**GIVEN PASSAGE:**
--------
Songs in the key of life: What makes music emotional? - wallflower
http://www.newscientist.com/article/dn18367-songs-in-the-key-of-life-what-makes-music-emotional.html

======
discolemonade
I think the reason music makes us emotional goes beyond language. I think
music also taps into the Amygdala, which is the part of the brain that
regulates fear. There are certain sounds in nature that are scary or ominous.
Low sounds like the sound of thunder or the low bellow of a lion are scary
sounds in nature because they come from dangerous things. Things that make you
disappear. Being afraid of those sounds is an avoidance mechanism, I think.
People who avoided the things that created those sounds survived, therefore
natural selection must have played a role in why we find certain sounds
scary...or happy or whatever. It's possible to mimick those natural sounds
artificially through music. That's probably a a big reason why music is so
emotional. Sound informs us about what to like and what to avoid in our
environment. Music just kind of fools the brain.

------
snitko
I highly recommend everyone, who's interested in music influence on humans
read "Musicophilia: Tales of Music and the Brain"
[http://www.amazon.com/Musicophilia-Tales-Music-Revised-
Expan...](http://www.amazon.com/Musicophilia-Tales-Music-Revised-
Expanded/dp/1400033535/) It's full of great examples of medical cases,
explanations and interesting theories.
--------
**WHAT YOU ARE ASKED TO DO:** Return the passage of the thread on music and emotion from "Songs in the" to "mechanism, I think.", copied word for word. The material after this point is separate from the thread on music and emotion.

**STORED DATA:**
--------
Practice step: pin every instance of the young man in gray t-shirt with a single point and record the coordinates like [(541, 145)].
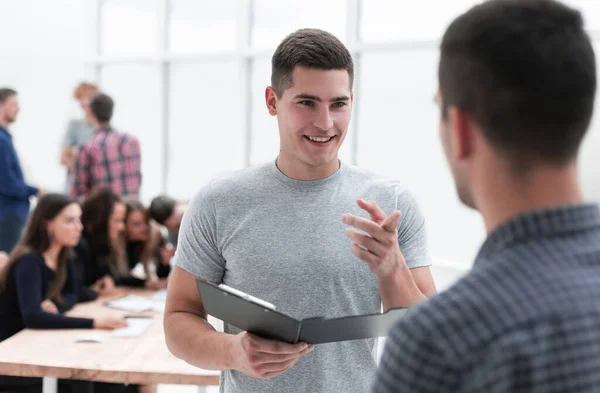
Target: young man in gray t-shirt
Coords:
[(290, 232)]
--------
**EXERCISE OUTPUT:**
Songs in the key of life: What makes music emotional? - wallflower
http://www.newscientist.com/article/dn18367-songs-in-the-key-of-life-what-makes-music-emotional.html

======
discolemonade
I think the reason music makes us emotional goes beyond language. I think
music also taps into the Amygdala, which is the part of the brain that
regulates fear. There are certain sounds in nature that are scary or ominous.
Low sounds like the sound of thunder or the low bellow of a lion are scary
sounds in nature because they come from dangerous things. Things that make you
disappear. Being afraid of those sounds is an avoidance mechanism, I think.